DOCUMENT TEXT: Begin

At the heart of all this lies a simple truth: coca is not just a plant, it’s a teacher. But while Indigenous people treated it with respect, chewing it slowly, in ceremony, in balance, the West did what it always does: extract the one flashy molecule (cocaine), throw away the rest, and then act shocked when it turns toxic.

Coca leaf is full of nutrients, minerals, and over a dozen gentle alkaloids that work together. Cocaine? It’s just one of them. Indigenous wisdom knew this. Western science didn’t care. In its rush to isolate “the active ingredient,” it stripped the soul from the plant and ended up with a drug that hijacks the brain. That’s not medicine. That’s a chemistry accident.

Now, modern research is finally catching up: chewing coca doesn’t cause addiction. It uplifts, nourishes, relieves pain, and helps you breathe at altitude. The leaf has a built-in balance, the bitter taste, the slow absorption, the community rituals, that make overuse unlikely. Compare that to snorting a powder in a bathroom stall. Context matters.

The Western model says: “Find the magic molecule, patent it, sell it, or ban it.” The Indigenous model says: “Form a relationship with the plant. Listen. Give thanks.” One creates harmony. The other creates cocaine.

Coca invites communion. Cocaine drives consumption. That’s the real difference, and it says a lot about how we treat not just plants, but life itself.

Maybe it’s time to stop fighting the leaf and start learning from it.

DOCUMENT TEXT: End
RECORDED INFORMATION: Begin

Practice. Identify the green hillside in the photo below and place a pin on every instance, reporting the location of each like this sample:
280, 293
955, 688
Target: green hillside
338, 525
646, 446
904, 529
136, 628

RECORDED INFORMATION: End

- _BRIEF 1_
Update the coca passage from "Now, modern research" to "learning from it.", inclusive, using "herb" wherever "leaf" appears.
- _BRIEF 2_
According to the coca passage, what does chewing coca help you do at altitude?

- _TASK RESPONSE 1_
Now, modern research is finally catching up: chewing coca doesn’t cause addiction. It uplifts, nourishes, relieves pain, and helps you breathe at altitude. The herb has a built-in balance, the bitter taste, the slow absorption, the community rituals, that make overuse unlikely. Compare that to snorting a powder in a bathroom stall. Context matters.

The Western model says: “Find the magic molecule, patent it, sell it, or ban it.” The Indigenous model says: “Form a relationship with the plant. Listen. Give thanks.” One creates harmony. The other creates cocaine.

Coca invites communion. Cocaine drives consumption. That’s the real difference, and it says a lot about how we treat not just plants, but life itself.

Maybe it’s time to stop fighting the herb and start learning from it.

- _TASK RESPONSE 2_
It helps you breathe.